### WORK ITEM
Apart from the pictures, every part of the records below gets retyped exactly.

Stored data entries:
════

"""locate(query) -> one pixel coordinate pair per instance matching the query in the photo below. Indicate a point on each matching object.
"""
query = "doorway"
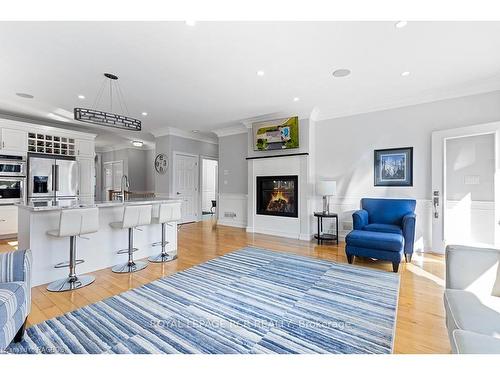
(209, 188)
(113, 172)
(185, 185)
(465, 187)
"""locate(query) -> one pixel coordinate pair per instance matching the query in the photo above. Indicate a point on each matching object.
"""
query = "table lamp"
(326, 188)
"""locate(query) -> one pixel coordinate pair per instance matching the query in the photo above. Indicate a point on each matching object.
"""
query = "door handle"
(435, 203)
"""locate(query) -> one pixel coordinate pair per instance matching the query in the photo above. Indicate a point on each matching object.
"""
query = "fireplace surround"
(277, 196)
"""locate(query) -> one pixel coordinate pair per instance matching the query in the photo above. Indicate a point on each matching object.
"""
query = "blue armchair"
(15, 295)
(383, 229)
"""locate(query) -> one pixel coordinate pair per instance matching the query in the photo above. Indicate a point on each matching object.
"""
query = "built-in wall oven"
(12, 179)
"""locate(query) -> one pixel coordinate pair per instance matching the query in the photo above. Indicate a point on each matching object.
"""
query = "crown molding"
(442, 95)
(231, 130)
(170, 130)
(123, 146)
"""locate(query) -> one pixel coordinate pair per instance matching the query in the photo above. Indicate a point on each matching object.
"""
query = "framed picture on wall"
(393, 167)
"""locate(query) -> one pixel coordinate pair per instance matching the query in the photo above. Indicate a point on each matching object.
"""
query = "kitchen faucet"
(124, 186)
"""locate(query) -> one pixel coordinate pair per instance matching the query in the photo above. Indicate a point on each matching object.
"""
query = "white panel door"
(439, 196)
(186, 173)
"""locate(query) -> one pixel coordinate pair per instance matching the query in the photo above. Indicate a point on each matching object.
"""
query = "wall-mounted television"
(280, 134)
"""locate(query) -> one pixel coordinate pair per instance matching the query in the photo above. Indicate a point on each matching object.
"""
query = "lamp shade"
(326, 187)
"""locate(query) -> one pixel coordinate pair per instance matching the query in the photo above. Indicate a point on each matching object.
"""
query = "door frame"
(438, 161)
(206, 157)
(173, 193)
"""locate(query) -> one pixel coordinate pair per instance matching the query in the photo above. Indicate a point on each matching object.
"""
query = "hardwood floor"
(420, 319)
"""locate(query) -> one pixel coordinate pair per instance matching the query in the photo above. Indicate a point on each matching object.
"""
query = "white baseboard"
(302, 236)
(231, 223)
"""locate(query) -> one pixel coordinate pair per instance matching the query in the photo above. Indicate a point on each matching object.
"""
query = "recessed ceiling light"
(137, 143)
(24, 95)
(401, 24)
(341, 73)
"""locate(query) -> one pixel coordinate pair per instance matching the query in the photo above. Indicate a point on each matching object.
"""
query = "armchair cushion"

════

### WRITTEN RESPONSE
"""locate(query) -> one pixel coordinate pair per instance matching the query in the photo below. Indicate a point on each matching object.
"""
query = "doorway"
(209, 188)
(113, 172)
(185, 185)
(465, 187)
"""locate(query) -> one pixel coordinate pair per instance matching the query in the photo above. Indicate a point on each matching object.
"""
query = "table lamp"
(326, 188)
"""locate(query) -> one pixel coordinate pair per instance matching the query in the photo above. Indicate a point on each matching object.
"""
query = "door handle"
(435, 203)
"""locate(query) -> one pixel coordinate pair per instance matching the query in the photo above. Indicate a point on each matching object.
"""
query = "fireplace surround"
(277, 196)
"""locate(query) -> one pixel coordinate pair per instance matching the query in the photo above. Indicate a point on each matching object.
"""
query = "blue armchair"
(15, 295)
(383, 229)
"""locate(query) -> one pixel coordinate pair per instance matching the query in the photo above. Indicate a point on each matching object.
"""
query = "built-in wall oven"
(12, 179)
"""locate(query) -> one pixel coordinate pair per instance matching the query in the photo above. Indicate a point on each matching object.
"""
query = "crown molding"
(442, 95)
(231, 130)
(170, 130)
(123, 146)
"""locate(query) -> one pixel coordinate pair per instance matching the query in the photo above. Indicate a point on each matching object.
"""
query = "framed picture on wall"
(393, 167)
"""locate(query) -> one pixel coordinate pair per instance matching the query in the photo above. Indicate a point on each matching object.
"""
query = "kitchen faucet"
(124, 186)
"""locate(query) -> one pixel coordinate pair per instance matching the query in the photo above. Indicate a point on each matching object.
"""
query = "white panel door"
(439, 196)
(186, 173)
"""locate(query) -> one pixel coordinate pair per instance matching the query in the photo above. Indicate a point on each matching object.
"""
query = "wall-mounted television"
(280, 134)
"""locate(query) -> one pixel coordinate pair per instance matching the query in the photo above. Indicate a point on each matching object.
"""
query = "lamp shade"
(326, 187)
"""locate(query) -> one pixel coordinate pair per instance matching the query in the photo above. Indicate a point on each matching object.
"""
query = "door frame"
(438, 161)
(206, 157)
(173, 193)
"""locate(query) -> one pixel coordinate pair per instance matching the query in the photo above. Indicate a point on each matching object.
"""
query = "hardwood floor"
(420, 319)
"""locate(query) -> one pixel coordinate pair per instance matching the query in the photo above. Indicate a point on each matching object.
"""
query = "white baseboard"
(302, 236)
(231, 223)
"""locate(query) -> one pixel coordinate pair per instance matching the query in the photo above. Indicate a point on each matching object.
"""
query = "recessed ceiling light"
(137, 143)
(24, 95)
(401, 24)
(341, 73)
"""locate(query) -> one pixel coordinate pair per instance matching the query in the photo above. Indicate a point on each matching object.
"""
query = "armchair cushion"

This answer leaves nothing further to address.